======== Given information

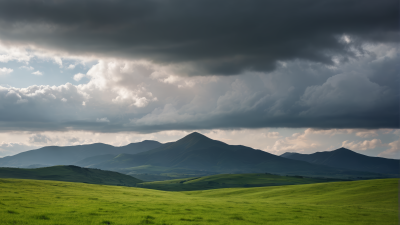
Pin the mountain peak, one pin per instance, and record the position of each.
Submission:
(344, 150)
(195, 136)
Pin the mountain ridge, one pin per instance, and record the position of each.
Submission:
(347, 159)
(68, 155)
(198, 152)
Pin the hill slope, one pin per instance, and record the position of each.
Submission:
(51, 202)
(197, 152)
(72, 174)
(54, 155)
(229, 181)
(347, 159)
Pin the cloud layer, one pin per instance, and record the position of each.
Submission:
(203, 37)
(164, 65)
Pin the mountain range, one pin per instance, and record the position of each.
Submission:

================

- _Written task_
Print every line of the records above word for word, leaving the pictures out.

- _Written solution_
Pin the mountain peak, one pin per instance, and record the position of each.
Submission:
(344, 150)
(195, 136)
Pin the mountain ridge, one pin per instance, and record the position of each.
Submission:
(347, 159)
(68, 155)
(198, 152)
Pin the hill slope, one pin per instance, and record the position of each.
Submission:
(51, 202)
(197, 152)
(72, 174)
(54, 155)
(229, 181)
(347, 159)
Pin the cloud layer, one pin per instance, and record the position of each.
Submission:
(203, 37)
(164, 65)
Pin the mountain range, one pin per instance, and record the position of each.
Submission:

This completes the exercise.